[SUPPLIED PASSAGE — start]
Hammad A. Khan, Travis C. Hill, Carter M. Suryadevara, Camiren C. Carter, Alexander N. Eremiev, Akshay V. Save, John G. Golfinos, and Donato Pacione

OBJECTIVE

Controlling length of stay (LOS) reduces rates of nosocomial infections and falls, facilitates earlier return to daily activities, and decreases strain on the healthcare system. Complications following supratentorial tumor resection present early in the postoperative period, thereby enhancing the prospect of safe, early discharge. Here, the authors describe their initial experience with the development and implementation of an Enhanced Recovery After Cranial Surgery (ERACS) pathway following resection of supratentorial tumors in select patients.

METHODS

This was a nonrandomized, ambispective quality improvement study of patients undergoing elective craniotomy for supratentorial tumor resection at New York University Langone Health between November 17, 2020, and May 19, 2022. Eligible patients were prospectively enrolled in either the ERACS pathway or the standard pathway. These prospective cohorts were compared to a retrospective cohort of patients who met eligibility criteria for the pathway. Patients in the ERACS pathway cohort were targeted for discharge on postoperative day 2. The primary outcome metric was hospital LOS. Secondary outcome metrics included duration of intensive care unit (ICU) care and rates of 30-day emergency department visits, readmissions, and complications.
[SUPPLIED PASSAGE — finish]
[RECORD EXCERPTS — start]
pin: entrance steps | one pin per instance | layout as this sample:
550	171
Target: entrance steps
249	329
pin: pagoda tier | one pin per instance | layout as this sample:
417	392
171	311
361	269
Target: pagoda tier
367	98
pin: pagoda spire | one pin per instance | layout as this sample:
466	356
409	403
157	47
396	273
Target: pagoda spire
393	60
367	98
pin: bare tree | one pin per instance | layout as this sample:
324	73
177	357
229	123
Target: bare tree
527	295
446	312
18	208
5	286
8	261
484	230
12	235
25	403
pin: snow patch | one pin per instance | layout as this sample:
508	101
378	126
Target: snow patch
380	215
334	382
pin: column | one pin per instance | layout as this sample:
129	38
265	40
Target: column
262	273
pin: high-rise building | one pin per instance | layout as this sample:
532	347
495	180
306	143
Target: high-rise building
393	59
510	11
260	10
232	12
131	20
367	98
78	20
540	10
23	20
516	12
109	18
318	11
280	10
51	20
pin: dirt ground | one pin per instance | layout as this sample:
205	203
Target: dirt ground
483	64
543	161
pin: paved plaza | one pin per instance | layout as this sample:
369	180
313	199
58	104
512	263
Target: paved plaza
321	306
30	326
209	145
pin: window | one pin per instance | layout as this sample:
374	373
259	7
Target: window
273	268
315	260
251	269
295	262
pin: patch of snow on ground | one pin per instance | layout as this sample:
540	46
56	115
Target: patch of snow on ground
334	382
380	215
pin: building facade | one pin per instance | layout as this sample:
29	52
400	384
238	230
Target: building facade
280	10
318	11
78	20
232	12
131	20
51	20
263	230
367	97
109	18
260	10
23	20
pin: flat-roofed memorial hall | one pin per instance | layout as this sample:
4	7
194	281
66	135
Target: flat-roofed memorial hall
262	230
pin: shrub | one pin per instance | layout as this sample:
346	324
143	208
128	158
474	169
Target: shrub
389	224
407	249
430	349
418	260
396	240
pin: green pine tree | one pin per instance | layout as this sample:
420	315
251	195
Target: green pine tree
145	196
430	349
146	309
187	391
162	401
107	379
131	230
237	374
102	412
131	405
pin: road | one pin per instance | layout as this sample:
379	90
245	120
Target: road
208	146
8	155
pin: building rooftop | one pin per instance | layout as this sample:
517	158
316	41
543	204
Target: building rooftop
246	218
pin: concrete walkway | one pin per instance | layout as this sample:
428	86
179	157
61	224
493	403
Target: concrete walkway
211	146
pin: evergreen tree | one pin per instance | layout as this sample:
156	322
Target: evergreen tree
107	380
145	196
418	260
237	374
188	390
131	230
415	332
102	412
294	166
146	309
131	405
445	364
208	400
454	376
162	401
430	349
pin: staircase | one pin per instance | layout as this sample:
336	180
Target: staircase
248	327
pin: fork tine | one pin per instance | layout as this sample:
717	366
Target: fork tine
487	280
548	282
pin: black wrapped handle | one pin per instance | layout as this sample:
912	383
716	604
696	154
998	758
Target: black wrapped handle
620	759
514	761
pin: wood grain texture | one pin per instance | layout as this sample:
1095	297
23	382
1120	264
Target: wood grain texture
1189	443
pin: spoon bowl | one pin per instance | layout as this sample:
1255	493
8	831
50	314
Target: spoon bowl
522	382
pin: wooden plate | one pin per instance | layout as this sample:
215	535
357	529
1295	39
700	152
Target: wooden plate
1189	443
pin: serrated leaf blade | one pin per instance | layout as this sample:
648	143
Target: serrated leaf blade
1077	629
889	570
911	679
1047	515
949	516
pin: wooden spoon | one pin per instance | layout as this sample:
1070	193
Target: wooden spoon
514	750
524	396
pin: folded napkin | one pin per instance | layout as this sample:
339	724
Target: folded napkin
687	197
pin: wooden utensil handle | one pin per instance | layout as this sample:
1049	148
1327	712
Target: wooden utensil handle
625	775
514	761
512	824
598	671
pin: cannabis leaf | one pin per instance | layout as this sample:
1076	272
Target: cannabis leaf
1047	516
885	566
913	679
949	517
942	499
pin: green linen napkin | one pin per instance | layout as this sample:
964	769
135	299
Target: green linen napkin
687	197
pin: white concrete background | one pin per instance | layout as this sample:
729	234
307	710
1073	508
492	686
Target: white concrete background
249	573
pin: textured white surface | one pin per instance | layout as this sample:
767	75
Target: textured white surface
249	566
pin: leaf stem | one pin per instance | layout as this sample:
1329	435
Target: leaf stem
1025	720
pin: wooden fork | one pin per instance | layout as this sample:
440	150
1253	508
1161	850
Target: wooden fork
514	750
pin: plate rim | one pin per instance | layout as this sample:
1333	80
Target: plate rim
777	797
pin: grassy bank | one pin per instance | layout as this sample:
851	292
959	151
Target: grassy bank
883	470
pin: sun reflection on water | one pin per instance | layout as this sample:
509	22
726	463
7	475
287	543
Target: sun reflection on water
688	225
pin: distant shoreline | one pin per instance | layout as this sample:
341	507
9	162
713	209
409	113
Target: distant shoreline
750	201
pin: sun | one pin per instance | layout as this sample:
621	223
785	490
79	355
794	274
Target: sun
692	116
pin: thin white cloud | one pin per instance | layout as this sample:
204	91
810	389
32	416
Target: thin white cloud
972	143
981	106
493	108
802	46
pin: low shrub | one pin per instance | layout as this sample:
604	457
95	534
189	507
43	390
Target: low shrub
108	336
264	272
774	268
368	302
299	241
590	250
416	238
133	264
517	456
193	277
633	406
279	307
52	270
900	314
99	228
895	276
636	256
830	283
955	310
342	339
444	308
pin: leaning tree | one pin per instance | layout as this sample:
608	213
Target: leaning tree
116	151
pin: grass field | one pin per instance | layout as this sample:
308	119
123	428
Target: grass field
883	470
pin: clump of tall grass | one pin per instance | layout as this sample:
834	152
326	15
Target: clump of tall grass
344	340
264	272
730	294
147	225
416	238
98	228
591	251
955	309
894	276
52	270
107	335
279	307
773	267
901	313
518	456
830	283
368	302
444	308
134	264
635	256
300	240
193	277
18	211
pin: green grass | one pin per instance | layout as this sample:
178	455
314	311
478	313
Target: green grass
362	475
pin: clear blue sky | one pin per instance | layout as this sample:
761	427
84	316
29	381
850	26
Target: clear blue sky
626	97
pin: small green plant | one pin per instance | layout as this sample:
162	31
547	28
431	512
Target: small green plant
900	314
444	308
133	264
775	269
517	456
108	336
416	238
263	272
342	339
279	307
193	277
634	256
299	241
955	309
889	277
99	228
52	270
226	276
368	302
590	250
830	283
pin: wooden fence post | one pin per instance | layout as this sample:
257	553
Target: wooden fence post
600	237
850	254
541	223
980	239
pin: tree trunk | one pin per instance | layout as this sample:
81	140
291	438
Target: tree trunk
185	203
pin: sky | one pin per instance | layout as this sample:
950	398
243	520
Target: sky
[RECORD EXCERPTS — finish]
__WORK TASK 1__
In the abstract on the ERACS pathway, on what postoperative day were patients in the ERACS pathway cohort targeted for discharge?
__WORK TASK 2__
Change the abstract on the ERACS pathway by writing out everything from "Controlling length of" down to "in select patients.", with "nosocomial infections" replaced by "hospital-acquired infections".
__WORK TASK 3__
Continue the abstract on the Enhanced Recovery After Cranial Surgery pathway from where it stops.

__EXERCISE ANSWER 1__
Postoperative day 2

__EXERCISE ANSWER 2__
Controlling length of stay (LOS) reduces rates of hospital-acquired infections and falls, facilitates earlier return to daily activities, and decreases strain on the healthcare system. Complications following supratentorial tumor resection present early in the postoperative period, thereby enhancing the prospect of safe, early discharge. Here, the authors describe their initial experience with the development and implementation of an Enhanced Recovery After Cranial Surgery (ERACS) pathway following resection of supratentorial tumors in select patients.

__EXERCISE ANSWER 3__
RESULTS

Over the study period, 188 of 317 patients (59.3%) who underwent supratentorial tumor resection met inclusion criteria for ERACS pathway enrollment. Sixty-three patients were enrolled in the ERACS pathway, and 125 patients completed the standard pathway. The historical cohort consisted of 332 patients who would have been eligible for ERACS enrollment. Patients in the ERACS pathway cohort had a median LOS of 1.93 days compared with 2.92 and 2.88 days for patients in the standard pathway and historical cohort, respectively (p < 0.001). There was a significant reduction in ICU utilization in ERACS pathway patients (16.0 ± 6.53 vs 29.5 ± 53.0 vs 21.8 ± 18.2 hours, p = 0.005). There were no differences in the rates of 30-day emergency department visits (12.7% vs 9.6% vs 10.9%, p = 0.809) and readmissions (4.8% vs 4.0% vs 7.8%, p = 0.279) between groups.

CONCLUSIONS

Patients in the ERACS pathway cohort experienced reduced LOS and ICU utilization, with similar rates of adverse outcomes compared to standard pathway patients. The authors’ initial experience suggests that an accelerated recovery pathway can be safely implemented following supratentorial tumor resection in select patients.